▶ _Exercise requirements_
Type out the passage on AI and India's coding workforce word for word, starting at "For those like" and ending at "traditional coding jobs.".

▶ _Selected passage_
India’s 5 million-strong coding workforce could soon be facing an “AI Jobpocalypse” according to a report from Bloomberg. The growth of generative artificial intelligence and the widespread adoption of ChatGPT in particular, are seen as major drivers of this potential upheaval.
For those like Palash Hade, a recently qualified software engineer in central India, the prospect is causing anxiety. Hade has signed up for an online degree in data science and analytics from the prestigious Indian Institute of Technology (IIT) Madras in order to stand out from the crowd in the event of a downturn in traditional coding jobs.
India’s outsourcing firms have traditionally been happy to take on recruits from non-IT backgrounds, providing on-the-job training to meet demand from global customers including Wall Street banks, Silicon Valley tech companies, airlines and retailers. Tata Consultancy Services, Asia’s largest outsourcer, has made 46,000 campus offers this year, according to its COO, N. Ganapathy Subramaniam.
But many industry leaders are sounding the alarm on the impact of AI on India’s coders. At a recent guest lecture at IIT Hyderabad, CP Gurnani, CEO at Tech Mahindra and an industry veteran of four decades, told students to brace themselves for the coming changes. He is more concerned with the speed at which new opportunities will arise to replace those lost to AI, rather than if the technology will cause displacement.

▶ _Data_

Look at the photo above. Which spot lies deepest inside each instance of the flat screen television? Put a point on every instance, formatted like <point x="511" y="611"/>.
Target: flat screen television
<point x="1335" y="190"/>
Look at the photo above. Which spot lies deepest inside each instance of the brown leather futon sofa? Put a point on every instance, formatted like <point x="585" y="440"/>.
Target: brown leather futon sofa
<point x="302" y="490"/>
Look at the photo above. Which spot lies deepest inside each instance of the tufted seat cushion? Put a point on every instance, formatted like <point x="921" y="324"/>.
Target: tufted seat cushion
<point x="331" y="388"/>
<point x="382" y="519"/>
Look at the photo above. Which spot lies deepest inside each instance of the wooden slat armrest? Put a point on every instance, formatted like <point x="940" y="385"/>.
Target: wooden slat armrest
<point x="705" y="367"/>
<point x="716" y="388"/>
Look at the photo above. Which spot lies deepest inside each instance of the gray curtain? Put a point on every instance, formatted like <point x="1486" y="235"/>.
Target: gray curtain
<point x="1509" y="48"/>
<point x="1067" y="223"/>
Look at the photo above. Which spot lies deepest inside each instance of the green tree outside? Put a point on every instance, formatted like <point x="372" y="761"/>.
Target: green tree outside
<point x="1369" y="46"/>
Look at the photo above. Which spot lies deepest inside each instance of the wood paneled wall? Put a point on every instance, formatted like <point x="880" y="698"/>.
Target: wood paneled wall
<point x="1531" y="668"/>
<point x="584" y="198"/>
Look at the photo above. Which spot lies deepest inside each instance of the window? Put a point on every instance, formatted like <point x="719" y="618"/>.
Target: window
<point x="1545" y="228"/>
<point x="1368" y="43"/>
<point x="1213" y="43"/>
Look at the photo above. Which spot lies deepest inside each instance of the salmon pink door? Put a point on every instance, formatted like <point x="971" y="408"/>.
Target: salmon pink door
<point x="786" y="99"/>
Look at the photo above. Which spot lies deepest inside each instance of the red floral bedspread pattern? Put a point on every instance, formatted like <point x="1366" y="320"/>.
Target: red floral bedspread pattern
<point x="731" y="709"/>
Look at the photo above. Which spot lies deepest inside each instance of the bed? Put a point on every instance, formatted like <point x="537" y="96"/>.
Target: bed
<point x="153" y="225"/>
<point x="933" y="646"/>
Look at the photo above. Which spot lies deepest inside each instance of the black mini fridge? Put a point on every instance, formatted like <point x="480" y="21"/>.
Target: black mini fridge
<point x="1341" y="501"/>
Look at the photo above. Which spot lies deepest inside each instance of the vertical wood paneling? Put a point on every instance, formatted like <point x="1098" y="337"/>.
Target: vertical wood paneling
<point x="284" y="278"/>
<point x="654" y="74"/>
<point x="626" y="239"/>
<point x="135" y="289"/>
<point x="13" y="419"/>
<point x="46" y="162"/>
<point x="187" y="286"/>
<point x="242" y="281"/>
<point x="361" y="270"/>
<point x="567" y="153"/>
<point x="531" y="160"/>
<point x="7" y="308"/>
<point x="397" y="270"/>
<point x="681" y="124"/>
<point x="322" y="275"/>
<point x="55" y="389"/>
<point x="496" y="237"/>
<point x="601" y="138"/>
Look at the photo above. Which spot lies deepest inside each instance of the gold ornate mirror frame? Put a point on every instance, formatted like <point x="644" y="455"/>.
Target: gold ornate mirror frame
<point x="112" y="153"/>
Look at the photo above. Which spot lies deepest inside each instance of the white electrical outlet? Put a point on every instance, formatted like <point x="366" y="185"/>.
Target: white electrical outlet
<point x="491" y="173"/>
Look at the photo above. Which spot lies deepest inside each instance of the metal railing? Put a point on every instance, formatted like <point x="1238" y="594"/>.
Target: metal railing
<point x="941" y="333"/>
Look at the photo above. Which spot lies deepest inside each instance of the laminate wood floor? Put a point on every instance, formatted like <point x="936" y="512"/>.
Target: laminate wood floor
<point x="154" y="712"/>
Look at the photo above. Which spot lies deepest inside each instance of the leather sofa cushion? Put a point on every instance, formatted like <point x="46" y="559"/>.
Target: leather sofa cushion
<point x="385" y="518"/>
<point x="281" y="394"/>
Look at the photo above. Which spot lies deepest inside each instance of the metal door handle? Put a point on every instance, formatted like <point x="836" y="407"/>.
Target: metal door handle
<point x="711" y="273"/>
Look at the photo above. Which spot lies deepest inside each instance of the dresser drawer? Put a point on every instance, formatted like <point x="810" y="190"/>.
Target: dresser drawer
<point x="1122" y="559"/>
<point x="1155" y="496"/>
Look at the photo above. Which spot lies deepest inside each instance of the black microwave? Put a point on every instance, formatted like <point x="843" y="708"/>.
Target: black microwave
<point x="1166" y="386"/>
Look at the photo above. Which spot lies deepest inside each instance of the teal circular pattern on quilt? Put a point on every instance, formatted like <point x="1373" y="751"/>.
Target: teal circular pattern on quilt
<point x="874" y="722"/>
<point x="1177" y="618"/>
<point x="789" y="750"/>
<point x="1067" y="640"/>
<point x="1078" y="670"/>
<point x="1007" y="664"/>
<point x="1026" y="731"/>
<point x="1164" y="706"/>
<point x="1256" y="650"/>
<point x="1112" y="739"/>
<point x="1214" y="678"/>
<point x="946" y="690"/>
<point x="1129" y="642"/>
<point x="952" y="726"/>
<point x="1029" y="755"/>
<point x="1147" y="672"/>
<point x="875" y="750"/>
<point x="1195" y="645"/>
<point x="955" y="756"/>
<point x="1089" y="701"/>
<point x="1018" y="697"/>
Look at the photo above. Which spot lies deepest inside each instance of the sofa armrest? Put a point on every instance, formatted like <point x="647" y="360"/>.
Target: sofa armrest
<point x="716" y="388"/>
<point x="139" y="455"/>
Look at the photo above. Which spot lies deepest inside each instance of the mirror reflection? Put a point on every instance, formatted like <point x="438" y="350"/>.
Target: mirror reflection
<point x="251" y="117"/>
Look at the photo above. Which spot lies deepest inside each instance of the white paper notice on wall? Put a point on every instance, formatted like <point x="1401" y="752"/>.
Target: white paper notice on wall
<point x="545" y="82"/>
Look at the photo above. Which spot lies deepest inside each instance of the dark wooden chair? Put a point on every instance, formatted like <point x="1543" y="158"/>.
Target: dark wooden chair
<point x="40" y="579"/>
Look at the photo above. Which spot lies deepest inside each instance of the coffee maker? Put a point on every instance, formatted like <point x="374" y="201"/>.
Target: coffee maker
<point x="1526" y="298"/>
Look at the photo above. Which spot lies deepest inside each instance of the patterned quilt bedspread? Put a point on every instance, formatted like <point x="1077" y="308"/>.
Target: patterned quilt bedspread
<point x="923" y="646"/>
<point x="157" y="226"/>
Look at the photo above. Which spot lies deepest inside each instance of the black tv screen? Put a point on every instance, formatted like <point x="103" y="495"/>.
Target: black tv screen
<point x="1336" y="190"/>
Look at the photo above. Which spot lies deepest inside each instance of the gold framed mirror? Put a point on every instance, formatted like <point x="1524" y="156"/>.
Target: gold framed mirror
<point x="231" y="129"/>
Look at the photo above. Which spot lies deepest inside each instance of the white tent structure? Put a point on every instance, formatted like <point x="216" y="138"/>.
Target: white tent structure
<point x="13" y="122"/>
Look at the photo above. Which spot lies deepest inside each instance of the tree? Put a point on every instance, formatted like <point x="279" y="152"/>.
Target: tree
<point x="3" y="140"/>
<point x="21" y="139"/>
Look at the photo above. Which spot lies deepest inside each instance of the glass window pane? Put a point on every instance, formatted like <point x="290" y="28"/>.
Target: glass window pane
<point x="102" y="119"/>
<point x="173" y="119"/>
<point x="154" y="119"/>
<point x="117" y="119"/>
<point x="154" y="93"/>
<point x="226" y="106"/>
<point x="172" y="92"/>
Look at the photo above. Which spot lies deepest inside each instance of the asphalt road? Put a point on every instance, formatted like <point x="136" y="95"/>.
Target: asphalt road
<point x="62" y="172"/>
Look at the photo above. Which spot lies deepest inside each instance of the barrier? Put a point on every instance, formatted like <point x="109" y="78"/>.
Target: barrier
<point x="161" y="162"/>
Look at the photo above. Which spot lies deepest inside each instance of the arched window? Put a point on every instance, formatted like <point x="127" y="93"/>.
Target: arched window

▶ _Solution for this task_
For those like Palash Hade, a recently qualified software engineer in central India, the prospect is causing anxiety. Hade has signed up for an online degree in data science and analytics from the prestigious Indian Institute of Technology (IIT) Madras in order to stand out from the crowd in the event of a downturn in traditional coding jobs.